** Problem statement **
Find every line in the material below that contains the string "bell" and copy each of those lines in full. Matches must have the same case.

** Records for this exercise **
** Begin **
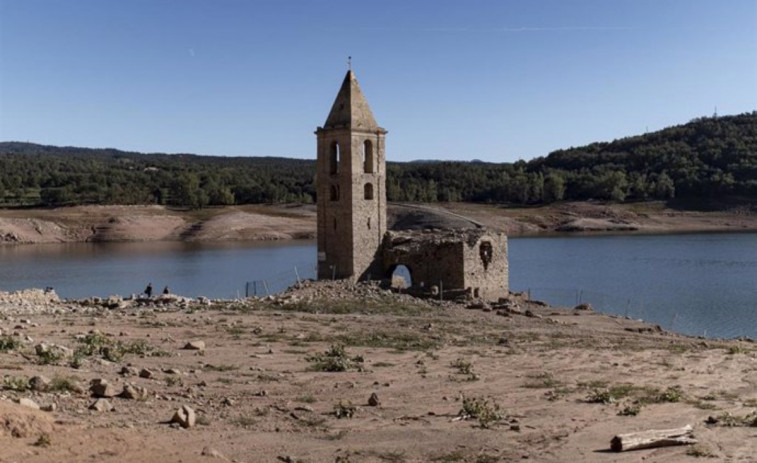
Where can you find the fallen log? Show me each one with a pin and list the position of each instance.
(652, 439)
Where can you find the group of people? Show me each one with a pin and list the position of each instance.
(148, 290)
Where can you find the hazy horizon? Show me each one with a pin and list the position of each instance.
(490, 80)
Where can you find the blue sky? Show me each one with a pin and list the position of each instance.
(497, 80)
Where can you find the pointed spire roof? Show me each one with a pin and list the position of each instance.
(350, 109)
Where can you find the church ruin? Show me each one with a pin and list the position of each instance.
(353, 240)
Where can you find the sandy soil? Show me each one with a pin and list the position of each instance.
(565, 381)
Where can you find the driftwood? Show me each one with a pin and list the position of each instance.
(653, 438)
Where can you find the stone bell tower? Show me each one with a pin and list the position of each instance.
(350, 188)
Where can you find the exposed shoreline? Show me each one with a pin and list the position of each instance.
(566, 380)
(283, 222)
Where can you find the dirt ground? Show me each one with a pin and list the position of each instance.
(275, 222)
(454, 382)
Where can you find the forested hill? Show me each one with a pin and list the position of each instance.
(708, 158)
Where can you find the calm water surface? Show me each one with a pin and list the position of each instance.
(704, 284)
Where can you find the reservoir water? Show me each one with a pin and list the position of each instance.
(701, 284)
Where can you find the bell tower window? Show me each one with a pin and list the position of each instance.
(334, 158)
(368, 161)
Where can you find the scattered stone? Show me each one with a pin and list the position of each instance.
(28, 403)
(213, 453)
(102, 388)
(39, 383)
(102, 405)
(49, 407)
(185, 417)
(195, 345)
(134, 392)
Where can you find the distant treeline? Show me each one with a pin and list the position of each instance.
(708, 158)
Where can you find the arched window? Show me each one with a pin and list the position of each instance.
(334, 158)
(401, 278)
(368, 157)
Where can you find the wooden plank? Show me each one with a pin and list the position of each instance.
(653, 438)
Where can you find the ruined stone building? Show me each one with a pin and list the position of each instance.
(353, 241)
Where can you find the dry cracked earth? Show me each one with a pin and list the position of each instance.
(331, 372)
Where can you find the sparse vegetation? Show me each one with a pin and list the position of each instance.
(335, 359)
(344, 409)
(465, 368)
(43, 440)
(15, 383)
(9, 343)
(485, 410)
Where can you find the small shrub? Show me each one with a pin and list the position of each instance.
(173, 380)
(630, 410)
(15, 383)
(49, 357)
(486, 411)
(669, 395)
(610, 395)
(464, 367)
(335, 359)
(9, 343)
(344, 409)
(43, 440)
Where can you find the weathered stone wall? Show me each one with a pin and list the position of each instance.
(451, 260)
(350, 227)
(486, 266)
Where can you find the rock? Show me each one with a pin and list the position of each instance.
(185, 417)
(28, 403)
(49, 407)
(195, 345)
(213, 453)
(102, 388)
(39, 383)
(134, 392)
(41, 348)
(102, 405)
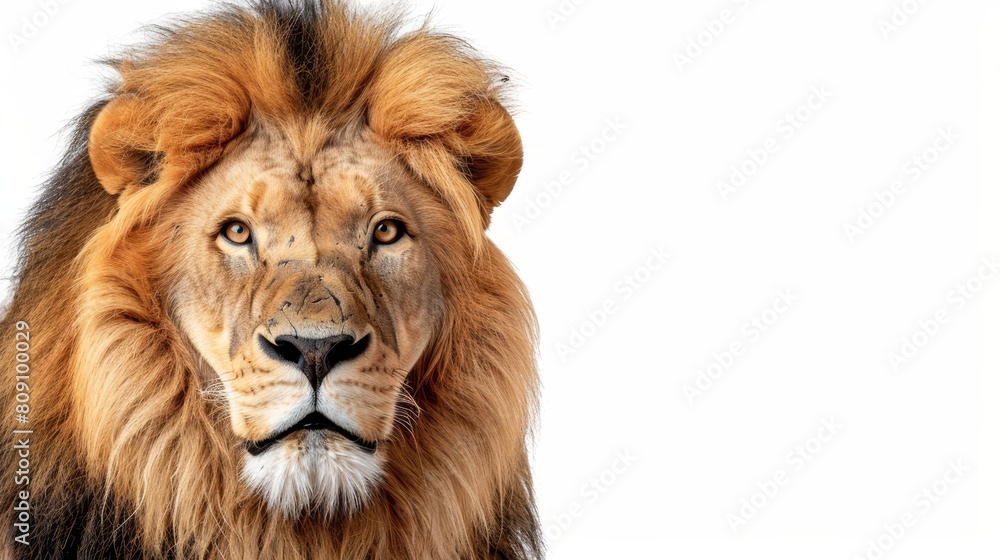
** End **
** Exercise output **
Where can you find the stone bell tower? Show me each one with a pin and list the position of each instance.
Where can you find the bell tower window? Show me each one with a pin and list the position of each instance.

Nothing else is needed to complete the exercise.